_Data provided:_
# # # # #

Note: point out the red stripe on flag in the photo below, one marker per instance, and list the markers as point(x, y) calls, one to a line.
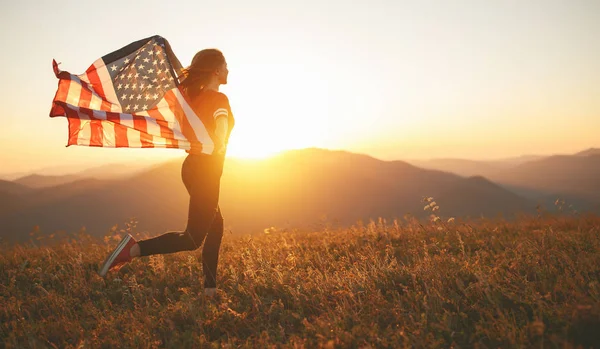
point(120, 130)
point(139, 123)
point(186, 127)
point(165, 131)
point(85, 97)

# # # # #

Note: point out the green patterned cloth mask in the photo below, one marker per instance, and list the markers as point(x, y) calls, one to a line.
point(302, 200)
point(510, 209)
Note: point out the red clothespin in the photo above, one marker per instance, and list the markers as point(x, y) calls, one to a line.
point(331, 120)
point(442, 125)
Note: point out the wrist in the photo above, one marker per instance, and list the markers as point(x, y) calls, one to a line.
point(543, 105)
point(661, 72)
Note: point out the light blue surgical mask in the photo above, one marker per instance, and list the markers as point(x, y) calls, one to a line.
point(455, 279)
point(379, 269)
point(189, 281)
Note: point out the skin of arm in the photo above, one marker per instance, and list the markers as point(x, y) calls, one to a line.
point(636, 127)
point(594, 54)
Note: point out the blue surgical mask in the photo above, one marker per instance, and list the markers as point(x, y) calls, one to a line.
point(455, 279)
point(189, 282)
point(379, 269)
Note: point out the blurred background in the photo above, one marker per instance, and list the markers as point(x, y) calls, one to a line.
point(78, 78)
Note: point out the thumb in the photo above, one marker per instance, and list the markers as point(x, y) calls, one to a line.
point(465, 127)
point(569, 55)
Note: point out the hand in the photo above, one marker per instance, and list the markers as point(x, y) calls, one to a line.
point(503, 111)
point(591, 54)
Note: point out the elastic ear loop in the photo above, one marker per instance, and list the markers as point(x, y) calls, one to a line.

# # # # #

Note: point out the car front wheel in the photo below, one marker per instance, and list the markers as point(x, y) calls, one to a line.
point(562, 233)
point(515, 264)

# # # # #

_What is being asked:_
Write the lines from the one containing "Note: point out the red stripe" through the one containing "point(85, 97)", inclusive, as a JSON list of strings with one string per line and no blank lines. Leave the pictures out of the answer.

_Result of this task:_
[
  "Note: point out the red stripe on flag in the photo below, one marker per instance, and list the markers as point(x, y) calls, one to a line.",
  "point(120, 130)",
  "point(139, 123)",
  "point(186, 127)",
  "point(165, 131)",
  "point(85, 97)"
]